> TASK OBJECTIVE: Swap "concrete post" for "wooden post" in the records below, and give the lines again with everything else unchanged.

(Named object pointing entries)
Start

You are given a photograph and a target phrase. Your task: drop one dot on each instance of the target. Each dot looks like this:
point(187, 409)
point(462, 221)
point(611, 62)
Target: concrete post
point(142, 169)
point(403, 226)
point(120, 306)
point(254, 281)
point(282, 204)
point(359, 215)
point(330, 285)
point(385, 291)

End

> OUTPUT FOR THIS EXERCISE:
You are given a photograph and a target phrase. Your task: drop one dot on each instance of the target. Each dot looks like this:
point(187, 409)
point(462, 221)
point(611, 62)
Target: wooden post
point(142, 169)
point(403, 226)
point(120, 306)
point(254, 281)
point(282, 204)
point(359, 215)
point(330, 285)
point(385, 291)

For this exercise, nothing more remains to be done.